• WHAT THE EXERCISE ASKS:
Output all entries verbatim.

Collection entries:
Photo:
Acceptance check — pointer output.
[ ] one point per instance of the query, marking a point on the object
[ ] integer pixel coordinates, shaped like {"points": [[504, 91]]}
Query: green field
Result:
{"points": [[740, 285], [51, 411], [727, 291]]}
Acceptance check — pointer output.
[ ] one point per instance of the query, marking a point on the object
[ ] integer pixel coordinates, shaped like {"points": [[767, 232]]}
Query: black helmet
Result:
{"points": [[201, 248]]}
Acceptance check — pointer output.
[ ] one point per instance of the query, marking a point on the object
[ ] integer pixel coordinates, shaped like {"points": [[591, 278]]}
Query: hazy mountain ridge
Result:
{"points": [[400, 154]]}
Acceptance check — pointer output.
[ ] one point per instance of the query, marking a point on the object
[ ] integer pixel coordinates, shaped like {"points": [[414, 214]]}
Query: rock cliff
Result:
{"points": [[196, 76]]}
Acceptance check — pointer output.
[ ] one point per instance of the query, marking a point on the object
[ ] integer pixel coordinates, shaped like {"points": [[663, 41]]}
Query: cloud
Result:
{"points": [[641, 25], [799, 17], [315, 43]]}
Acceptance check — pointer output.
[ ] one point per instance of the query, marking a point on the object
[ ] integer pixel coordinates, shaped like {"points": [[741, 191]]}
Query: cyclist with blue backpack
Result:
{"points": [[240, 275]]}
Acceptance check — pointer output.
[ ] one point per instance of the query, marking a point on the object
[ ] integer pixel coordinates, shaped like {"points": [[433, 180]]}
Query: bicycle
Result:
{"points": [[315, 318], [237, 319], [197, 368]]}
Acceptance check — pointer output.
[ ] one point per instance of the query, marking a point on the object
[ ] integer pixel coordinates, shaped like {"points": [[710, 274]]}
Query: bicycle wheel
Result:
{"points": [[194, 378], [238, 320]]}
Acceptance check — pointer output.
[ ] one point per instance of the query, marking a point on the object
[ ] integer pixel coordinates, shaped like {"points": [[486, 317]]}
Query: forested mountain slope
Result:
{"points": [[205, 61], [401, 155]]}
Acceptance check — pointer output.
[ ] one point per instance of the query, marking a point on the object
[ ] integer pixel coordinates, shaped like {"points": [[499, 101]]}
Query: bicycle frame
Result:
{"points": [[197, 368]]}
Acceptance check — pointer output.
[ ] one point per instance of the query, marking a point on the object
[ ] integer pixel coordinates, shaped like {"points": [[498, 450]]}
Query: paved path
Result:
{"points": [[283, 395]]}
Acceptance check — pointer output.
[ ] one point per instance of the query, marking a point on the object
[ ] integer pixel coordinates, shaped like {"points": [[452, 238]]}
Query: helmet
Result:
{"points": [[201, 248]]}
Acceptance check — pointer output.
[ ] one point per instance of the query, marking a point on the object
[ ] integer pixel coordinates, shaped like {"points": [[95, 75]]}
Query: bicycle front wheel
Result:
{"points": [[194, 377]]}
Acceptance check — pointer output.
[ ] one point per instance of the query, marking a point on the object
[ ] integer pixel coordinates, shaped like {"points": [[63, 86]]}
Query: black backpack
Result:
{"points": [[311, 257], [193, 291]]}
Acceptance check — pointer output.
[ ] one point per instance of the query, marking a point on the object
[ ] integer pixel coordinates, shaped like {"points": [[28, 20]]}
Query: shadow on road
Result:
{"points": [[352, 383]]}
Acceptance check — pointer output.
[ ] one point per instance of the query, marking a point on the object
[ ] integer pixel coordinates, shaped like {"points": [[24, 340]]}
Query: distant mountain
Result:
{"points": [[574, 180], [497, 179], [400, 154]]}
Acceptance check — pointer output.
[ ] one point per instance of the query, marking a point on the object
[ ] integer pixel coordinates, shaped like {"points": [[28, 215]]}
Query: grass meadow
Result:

• TASK SOLUTION:
Photo:
Acceptance check — pointer output.
[ ] one point per instance of the query, marking a point on the object
[ ] integer pixel coordinates, shaped like {"points": [[504, 91]]}
Query: green field
Result:
{"points": [[740, 285], [51, 411], [727, 291]]}
Acceptance check — pointer output.
[ ] one point per instance of the query, marking a point on the object
[ ] integer pixel coordinates, shaped like {"points": [[767, 232]]}
Query: black helmet
Result:
{"points": [[201, 248]]}
Acceptance check — pointer output.
[ ] one point per instance of the query, marking a point on the object
[ ] integer pixel coordinates, shaped like {"points": [[591, 278]]}
Query: hazy mountain ridge
Result:
{"points": [[400, 154]]}
Acceptance check — pointer output.
[ ] one point per instance of the query, marking a point on the object
[ ] integer pixel coordinates, shaped like {"points": [[414, 214]]}
Query: rock cliff
Result:
{"points": [[196, 76]]}
Acceptance check — pointer output.
[ ] one point per instance of the query, marking a point on the object
[ ] integer pixel coordinates, shaped like {"points": [[663, 41]]}
Query: cloud
Result:
{"points": [[641, 25], [799, 17], [315, 43]]}
Acceptance check — pointer output.
[ ] one point per instance of the query, marking a point on the object
[ ] integer pixel coordinates, shaped like {"points": [[741, 191]]}
Query: cyclist with blue backpack
Result:
{"points": [[240, 275]]}
Acceptance check — pointer output.
[ ] one point per instance of the query, marking a point on the object
[ ] integer pixel coordinates, shaped like {"points": [[433, 180]]}
Query: bicycle
Result:
{"points": [[315, 318], [237, 319], [197, 368]]}
Acceptance check — pointer output.
[ ] one point per instance of the query, marking a point on the object
[ ] integer pixel coordinates, shaped like {"points": [[710, 274]]}
Query: bicycle wheel
Result:
{"points": [[194, 378], [238, 320]]}
Acceptance check — pointer output.
[ ] one point per instance of the query, marking a point on the object
[ ] integer pixel coordinates, shaped like {"points": [[486, 317]]}
Query: forested mountain slope
Result:
{"points": [[205, 61], [401, 155]]}
Acceptance check — pointer output.
[ ] one point per instance of the query, marking a point on the object
[ ] integer pixel coordinates, shaped like {"points": [[499, 101]]}
Query: bicycle frame
Result:
{"points": [[197, 368]]}
Acceptance check — pointer output.
[ ] one point per instance of the query, marking a point on the object
[ ] integer pixel coordinates, shaped like {"points": [[498, 450]]}
Query: paved path
Result:
{"points": [[283, 395]]}
Acceptance check — pointer output.
[ ] one point per instance of the query, marking a point on the object
[ ] integer pixel coordinates, shaped like {"points": [[452, 238]]}
Query: helmet
Result:
{"points": [[201, 248]]}
Acceptance check — pointer output.
[ ] one point per instance of the query, marking a point on the object
[ ] integer pixel coordinates, shaped like {"points": [[95, 75]]}
Query: bicycle front wheel
Result:
{"points": [[194, 377]]}
Acceptance check — pointer output.
[ ] one point per instance of the query, marking a point on the object
[ ] integer pixel coordinates, shaped like {"points": [[63, 86]]}
Query: black backpack
Result:
{"points": [[311, 257], [193, 291]]}
Acceptance check — pointer output.
[ ] one point per instance of the query, marking a point on the object
[ ] integer pixel coordinates, shaped like {"points": [[28, 20]]}
Query: shadow on road
Result:
{"points": [[352, 383]]}
Acceptance check — pointer output.
[ ] one point per instance of the query, marking a point on the object
[ ] integer pixel coordinates, shaped like {"points": [[24, 340]]}
Query: distant mountain
Result:
{"points": [[574, 180], [497, 179], [400, 154]]}
Acceptance check — pointer output.
[ ] one point per instance of the query, marking a point on the object
[ ] integer pixel coordinates, shaped like {"points": [[28, 215]]}
Query: grass meadow
Result:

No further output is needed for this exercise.